---- Bacaan yang Diberikan
Selasa, 08 September 2009

Madu, Mangkuk Indah, dan Sehelai Rambut

Madu, Mangkuk Indah, dan Sehelai Rambut
Dalam sebuah riwayat diceritakan, bahwa suatu ketika Rasulullah saw bersama sahabat-sahabat beliau; Abu Bakar as-Shiddiq, Umar bin Khattab, dan Utsman bin Affan berkunjung ke rumah Ali bin Abi Thalib dan Fathimah. Layaknya tamu, Ali bin Abi Thalib dan isterinya Fathimah menyambut kedatangan mereka, kemudian disuruh masuk dan dipersilahkan duduk. Beberapa saat kemudian, Fathimah ke dapur mencari hidangan untuk Rasulullah saw; ayahnya dan sahabat-sahabatnya. Adapun hidangan yang dibawa Fathimah adalah madu yang diletakan di sebuah mangkuk yang indah.
Ketika madu yang berada dalam mangkuk tersebut berada di tengah mereka, Rasulullah saw melihat sehelai rambut di dekatnya. Kemudian Rasulullah saw mengambil ketiganya; madu dengan mangkuk dan sehelai rambut tersebut. Maka Rasulullah saw berkata kepada semua sahabatnya, “Coba kamu membuat perumpamaan dari yang tiga ini; madu, mangkuk dan sehelai rambut!”. Masing-masing mereka kemudian membuat perumpamaan.
Giliran pertama dipersilahkan kepada Abu Bakar as-Shiddiq, dia berkata “Iman itu lebih manis dari madu, orang yang beriman lebih cantik dari mangkuk yang indah ini, namun mempertahankan iman atau mencari orang yang mampu mempertahankan imannya sampai dia meninggalkan dunia ini, susahnya sama dengan meniti sehelai rambut”. Rasulullah saw berdecak kagum dengan perumpamaan Abu Bakar.
Selanjutnya Umar bin Khattab dipersilahkan, dan dia berkata “Kekuasaan itu lebih manis dari madu, orang yang berkuasa/penguasa/ pemimpin lebih cantik dari mangkuk yang indah, namun berkuasa secara adil atau mencari orang yang mampu berlaku adil terhadap kekuasaannya, susahnya sama dengan meniti sehelai rambut.” Rasulullah saw memuji perumpamaan Umar bin Khattab.
Kesempatan selanjutnya diberikan kepada Utsman bin Affan, dia berkata “Ilmu itu lebih manis dari madu, orang berilmu lebih cantik dari mangkuk yang indah, namun mencari orang berilmu yang mampu mengamalkan ilmunya dengan sempurna, susahnya sama dengan meniti sehelai rambut”. Bagus, sambut Rasullah saw.
--------
## Yang Diperlukan
Buatlah ringkasan kisah madu, mangkuk indah, dan sehelai rambut di atas dalam dua kalimat.
---- Bahan Terkumpul
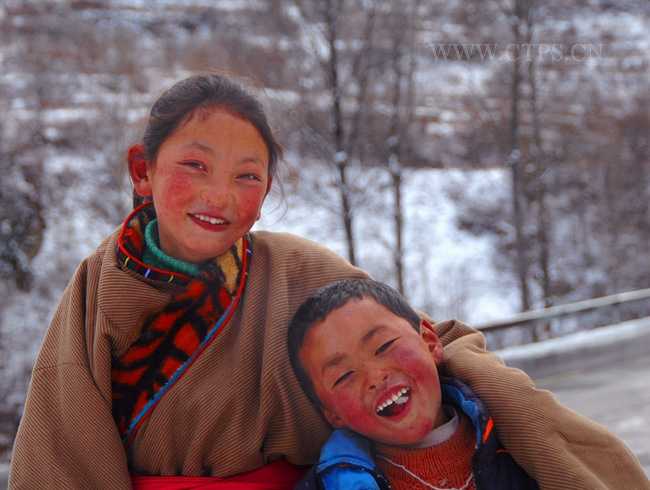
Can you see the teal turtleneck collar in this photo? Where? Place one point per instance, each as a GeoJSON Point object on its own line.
{"type": "Point", "coordinates": [154, 256]}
--------
## Jawaban Tugas
Ketika Rasulullah saw bersama Abu Bakar as-Shiddiq, Umar bin Khattab, dan Utsman bin Affan berkunjung ke rumah Ali bin Abi Thalib dan Fathimah, Fathimah menghidangkan madu dalam mangkuk yang indah, lalu Rasulullah saw, yang melihat sehelai rambut di dekatnya, meminta para sahabat membuat perumpamaan dari madu, mangkuk, dan sehelai rambut itu. Abu Bakar mengumpamakan iman, Umar bin Khattab kekuasaan, dan Utsman bin Affan ilmu sebagai sesuatu yang lebih manis dari madu, namun mempertahankan iman, berkuasa secara adil, dan mengamalkan ilmu dengan sempurna sama sulitnya dengan meniti sehelai rambut, dan Rasulullah saw menyambut baik setiap perumpamaan tersebut.